Instructions to follow> If a line in the records below contains "cliff", copy that line.

Dataset excerpts:
- - - -
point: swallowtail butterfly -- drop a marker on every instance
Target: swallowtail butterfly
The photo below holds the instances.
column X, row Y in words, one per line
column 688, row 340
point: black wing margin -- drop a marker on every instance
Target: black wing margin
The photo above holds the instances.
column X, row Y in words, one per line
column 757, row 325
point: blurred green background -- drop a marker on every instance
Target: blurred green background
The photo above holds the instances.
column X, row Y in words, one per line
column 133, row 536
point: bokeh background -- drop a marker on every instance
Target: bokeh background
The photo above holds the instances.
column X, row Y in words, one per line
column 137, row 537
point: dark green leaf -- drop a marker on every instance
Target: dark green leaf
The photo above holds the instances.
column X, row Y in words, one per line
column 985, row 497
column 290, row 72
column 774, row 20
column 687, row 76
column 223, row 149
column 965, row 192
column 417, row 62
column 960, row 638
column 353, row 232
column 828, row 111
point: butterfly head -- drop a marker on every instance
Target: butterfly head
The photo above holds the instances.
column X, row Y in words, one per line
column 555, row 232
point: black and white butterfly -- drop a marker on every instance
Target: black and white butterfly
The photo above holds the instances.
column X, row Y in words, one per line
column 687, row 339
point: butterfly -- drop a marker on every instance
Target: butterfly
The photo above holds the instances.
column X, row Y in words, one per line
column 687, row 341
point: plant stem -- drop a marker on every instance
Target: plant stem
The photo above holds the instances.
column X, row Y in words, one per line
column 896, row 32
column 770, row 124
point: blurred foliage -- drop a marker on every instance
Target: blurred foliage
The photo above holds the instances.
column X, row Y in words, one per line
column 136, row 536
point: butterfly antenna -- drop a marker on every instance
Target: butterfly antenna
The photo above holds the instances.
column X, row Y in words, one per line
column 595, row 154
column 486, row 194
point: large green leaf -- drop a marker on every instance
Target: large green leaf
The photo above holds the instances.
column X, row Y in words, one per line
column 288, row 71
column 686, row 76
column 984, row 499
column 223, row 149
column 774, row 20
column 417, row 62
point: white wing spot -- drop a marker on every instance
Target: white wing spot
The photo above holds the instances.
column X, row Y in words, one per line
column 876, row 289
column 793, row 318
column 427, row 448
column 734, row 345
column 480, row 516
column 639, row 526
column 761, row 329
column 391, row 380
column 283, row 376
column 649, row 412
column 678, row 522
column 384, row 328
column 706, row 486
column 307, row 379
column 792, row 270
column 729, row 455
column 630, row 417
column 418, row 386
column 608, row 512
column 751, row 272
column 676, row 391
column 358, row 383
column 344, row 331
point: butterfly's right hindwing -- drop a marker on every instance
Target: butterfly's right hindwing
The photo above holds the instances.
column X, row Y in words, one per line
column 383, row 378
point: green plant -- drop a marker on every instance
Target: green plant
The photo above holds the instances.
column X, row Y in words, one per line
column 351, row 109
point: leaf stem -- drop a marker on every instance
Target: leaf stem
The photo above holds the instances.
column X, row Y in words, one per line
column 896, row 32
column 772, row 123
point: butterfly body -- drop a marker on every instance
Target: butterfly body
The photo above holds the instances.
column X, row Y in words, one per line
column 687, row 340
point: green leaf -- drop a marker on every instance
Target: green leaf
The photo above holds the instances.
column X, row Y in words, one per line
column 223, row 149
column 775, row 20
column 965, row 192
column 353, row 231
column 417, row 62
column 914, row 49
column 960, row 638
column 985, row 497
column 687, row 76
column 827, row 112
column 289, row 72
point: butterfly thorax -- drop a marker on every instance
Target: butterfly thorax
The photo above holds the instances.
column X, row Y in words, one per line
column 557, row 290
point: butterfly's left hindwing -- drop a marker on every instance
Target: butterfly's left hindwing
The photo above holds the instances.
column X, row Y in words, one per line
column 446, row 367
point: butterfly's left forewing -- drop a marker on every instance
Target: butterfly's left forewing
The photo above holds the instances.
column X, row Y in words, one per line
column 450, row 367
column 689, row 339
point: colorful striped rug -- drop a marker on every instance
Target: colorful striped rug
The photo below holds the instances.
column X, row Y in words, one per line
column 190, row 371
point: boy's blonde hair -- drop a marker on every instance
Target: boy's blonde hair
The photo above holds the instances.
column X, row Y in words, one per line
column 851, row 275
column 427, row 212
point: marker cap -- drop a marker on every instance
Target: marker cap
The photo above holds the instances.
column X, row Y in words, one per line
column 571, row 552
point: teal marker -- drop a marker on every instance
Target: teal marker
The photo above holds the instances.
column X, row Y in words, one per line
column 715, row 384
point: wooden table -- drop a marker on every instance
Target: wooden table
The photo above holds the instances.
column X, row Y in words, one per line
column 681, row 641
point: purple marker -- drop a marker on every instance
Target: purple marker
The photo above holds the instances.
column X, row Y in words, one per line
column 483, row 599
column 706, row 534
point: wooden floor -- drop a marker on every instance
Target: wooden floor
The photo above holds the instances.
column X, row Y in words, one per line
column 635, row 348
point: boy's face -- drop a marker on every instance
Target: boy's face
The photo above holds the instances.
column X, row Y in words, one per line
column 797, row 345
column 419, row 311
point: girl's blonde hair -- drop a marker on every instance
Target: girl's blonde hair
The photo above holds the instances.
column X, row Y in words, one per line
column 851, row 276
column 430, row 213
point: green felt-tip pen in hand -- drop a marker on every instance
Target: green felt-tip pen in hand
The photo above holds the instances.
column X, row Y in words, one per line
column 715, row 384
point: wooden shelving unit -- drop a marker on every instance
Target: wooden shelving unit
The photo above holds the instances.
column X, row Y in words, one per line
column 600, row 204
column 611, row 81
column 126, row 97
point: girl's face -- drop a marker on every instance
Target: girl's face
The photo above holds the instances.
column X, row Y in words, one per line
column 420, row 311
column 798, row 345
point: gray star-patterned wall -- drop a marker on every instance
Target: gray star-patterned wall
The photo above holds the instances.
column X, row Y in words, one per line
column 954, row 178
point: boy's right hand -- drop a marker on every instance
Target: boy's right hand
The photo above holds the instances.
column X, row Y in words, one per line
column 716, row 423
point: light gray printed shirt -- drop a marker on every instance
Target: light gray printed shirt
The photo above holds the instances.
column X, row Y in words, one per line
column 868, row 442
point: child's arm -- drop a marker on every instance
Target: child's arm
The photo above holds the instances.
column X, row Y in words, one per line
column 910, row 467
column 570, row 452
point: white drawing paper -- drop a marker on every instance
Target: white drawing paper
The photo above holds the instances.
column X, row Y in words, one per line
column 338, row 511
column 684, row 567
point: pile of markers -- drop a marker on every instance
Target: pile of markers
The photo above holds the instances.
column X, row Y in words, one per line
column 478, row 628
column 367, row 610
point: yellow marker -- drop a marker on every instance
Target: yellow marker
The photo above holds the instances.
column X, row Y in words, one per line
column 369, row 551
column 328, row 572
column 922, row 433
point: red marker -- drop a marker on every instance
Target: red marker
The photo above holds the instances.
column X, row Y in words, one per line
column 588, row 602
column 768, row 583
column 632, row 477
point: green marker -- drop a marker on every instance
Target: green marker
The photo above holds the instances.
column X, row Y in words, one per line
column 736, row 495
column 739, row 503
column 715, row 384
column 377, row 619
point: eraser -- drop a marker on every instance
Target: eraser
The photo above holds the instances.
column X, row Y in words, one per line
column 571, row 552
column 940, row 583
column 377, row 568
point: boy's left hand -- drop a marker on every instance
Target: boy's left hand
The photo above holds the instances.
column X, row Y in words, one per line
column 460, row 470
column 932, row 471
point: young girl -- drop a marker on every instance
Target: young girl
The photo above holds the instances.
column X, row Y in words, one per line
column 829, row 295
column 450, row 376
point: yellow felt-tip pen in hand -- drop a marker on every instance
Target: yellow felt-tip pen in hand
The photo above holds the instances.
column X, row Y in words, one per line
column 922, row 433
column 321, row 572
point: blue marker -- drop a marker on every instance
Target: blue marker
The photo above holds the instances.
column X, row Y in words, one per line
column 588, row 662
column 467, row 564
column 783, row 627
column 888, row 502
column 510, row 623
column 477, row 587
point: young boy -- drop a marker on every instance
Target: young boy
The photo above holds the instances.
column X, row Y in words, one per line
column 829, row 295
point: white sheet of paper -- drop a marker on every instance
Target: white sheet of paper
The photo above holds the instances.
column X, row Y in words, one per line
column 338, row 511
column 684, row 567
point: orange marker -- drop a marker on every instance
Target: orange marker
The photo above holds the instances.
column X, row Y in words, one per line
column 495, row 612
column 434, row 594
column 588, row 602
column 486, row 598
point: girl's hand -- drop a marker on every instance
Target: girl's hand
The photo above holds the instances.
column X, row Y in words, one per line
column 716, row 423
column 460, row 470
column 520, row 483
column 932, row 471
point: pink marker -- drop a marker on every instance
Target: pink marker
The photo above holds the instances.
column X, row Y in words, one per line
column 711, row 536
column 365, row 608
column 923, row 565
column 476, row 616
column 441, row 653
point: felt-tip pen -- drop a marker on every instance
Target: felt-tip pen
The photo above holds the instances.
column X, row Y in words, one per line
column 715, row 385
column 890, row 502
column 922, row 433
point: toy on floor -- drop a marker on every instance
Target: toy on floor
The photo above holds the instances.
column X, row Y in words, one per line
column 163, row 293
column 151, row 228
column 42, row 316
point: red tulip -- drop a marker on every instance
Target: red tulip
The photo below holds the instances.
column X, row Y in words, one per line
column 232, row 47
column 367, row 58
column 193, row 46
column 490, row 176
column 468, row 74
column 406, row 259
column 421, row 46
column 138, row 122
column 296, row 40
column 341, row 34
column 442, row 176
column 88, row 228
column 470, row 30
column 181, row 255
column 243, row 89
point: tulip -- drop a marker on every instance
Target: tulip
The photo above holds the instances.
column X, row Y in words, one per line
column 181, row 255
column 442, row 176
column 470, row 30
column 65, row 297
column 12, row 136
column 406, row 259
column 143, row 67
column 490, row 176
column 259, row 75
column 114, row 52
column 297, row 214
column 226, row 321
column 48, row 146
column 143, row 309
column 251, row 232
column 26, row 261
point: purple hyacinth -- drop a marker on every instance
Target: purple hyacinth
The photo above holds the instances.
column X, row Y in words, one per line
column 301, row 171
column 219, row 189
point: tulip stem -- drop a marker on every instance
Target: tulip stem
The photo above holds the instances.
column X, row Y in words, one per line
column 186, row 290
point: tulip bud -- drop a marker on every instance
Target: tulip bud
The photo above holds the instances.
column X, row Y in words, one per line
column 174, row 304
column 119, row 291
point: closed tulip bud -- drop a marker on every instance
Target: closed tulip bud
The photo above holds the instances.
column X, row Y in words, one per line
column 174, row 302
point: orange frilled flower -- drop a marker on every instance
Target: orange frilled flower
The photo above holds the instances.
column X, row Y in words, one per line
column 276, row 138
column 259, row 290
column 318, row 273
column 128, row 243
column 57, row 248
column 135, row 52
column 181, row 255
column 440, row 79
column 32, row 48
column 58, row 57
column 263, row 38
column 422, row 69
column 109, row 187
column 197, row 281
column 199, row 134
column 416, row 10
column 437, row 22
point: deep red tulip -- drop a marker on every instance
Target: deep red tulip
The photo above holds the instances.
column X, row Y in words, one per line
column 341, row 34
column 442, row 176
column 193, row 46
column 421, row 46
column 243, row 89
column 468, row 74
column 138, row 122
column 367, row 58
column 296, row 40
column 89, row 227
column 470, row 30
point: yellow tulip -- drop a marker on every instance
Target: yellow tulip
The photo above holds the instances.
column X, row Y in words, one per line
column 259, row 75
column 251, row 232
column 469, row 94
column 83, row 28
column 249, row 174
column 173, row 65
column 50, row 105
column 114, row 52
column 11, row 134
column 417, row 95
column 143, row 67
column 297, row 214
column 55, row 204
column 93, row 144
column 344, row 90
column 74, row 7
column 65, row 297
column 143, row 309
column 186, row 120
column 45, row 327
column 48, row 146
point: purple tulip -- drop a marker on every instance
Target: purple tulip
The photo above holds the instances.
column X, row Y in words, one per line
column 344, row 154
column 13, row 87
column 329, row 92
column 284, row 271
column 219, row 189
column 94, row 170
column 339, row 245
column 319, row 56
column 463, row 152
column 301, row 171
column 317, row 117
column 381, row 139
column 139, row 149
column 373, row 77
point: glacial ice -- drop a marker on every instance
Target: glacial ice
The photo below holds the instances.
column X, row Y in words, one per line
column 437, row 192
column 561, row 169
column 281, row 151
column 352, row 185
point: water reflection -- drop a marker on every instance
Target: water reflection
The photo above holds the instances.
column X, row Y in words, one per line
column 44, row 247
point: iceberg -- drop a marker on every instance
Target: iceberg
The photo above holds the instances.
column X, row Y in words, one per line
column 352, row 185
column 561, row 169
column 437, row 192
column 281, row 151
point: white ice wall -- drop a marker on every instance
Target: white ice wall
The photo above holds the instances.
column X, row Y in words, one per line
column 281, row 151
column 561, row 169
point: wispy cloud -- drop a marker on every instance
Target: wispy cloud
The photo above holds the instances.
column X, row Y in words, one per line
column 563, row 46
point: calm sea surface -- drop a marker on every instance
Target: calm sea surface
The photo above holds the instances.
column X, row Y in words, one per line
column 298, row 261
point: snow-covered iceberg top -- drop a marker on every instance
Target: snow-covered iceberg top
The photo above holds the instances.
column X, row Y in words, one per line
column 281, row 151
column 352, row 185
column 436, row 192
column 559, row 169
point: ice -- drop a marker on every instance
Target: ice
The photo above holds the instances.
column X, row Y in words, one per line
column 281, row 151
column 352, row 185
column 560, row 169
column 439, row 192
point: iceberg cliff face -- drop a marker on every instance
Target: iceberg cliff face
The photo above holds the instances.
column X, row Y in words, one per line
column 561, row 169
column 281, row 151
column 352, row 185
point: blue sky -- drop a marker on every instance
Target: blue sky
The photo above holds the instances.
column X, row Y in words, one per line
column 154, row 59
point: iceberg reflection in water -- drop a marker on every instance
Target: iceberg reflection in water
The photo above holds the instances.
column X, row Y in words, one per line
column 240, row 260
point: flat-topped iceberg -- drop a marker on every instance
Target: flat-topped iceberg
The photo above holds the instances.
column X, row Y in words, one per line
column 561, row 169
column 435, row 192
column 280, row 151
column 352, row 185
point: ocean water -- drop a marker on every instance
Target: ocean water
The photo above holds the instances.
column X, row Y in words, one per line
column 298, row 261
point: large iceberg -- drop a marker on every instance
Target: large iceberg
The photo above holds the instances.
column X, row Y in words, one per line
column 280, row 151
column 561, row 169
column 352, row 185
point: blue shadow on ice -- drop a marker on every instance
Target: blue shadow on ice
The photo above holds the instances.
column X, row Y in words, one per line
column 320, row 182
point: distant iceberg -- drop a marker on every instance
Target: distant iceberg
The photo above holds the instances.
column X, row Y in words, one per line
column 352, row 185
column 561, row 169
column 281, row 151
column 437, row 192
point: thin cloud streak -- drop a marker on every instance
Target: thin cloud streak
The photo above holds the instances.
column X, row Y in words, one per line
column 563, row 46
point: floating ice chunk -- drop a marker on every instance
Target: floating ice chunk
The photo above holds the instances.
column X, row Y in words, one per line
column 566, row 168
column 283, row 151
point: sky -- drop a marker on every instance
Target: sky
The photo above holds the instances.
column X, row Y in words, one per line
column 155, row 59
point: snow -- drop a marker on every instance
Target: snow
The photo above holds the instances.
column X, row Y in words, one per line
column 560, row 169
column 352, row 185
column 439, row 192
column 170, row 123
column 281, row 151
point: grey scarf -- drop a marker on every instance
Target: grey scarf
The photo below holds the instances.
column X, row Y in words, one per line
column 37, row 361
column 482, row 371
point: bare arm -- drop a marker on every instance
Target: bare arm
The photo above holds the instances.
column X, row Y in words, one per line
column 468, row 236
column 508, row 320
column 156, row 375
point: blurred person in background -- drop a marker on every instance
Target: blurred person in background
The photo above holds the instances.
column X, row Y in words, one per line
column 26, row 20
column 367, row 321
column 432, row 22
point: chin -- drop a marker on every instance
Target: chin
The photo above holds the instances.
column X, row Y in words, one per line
- - - -
Reply>
point: iceberg cliff face -- drop a marker on every instance
Target: iceberg cliff face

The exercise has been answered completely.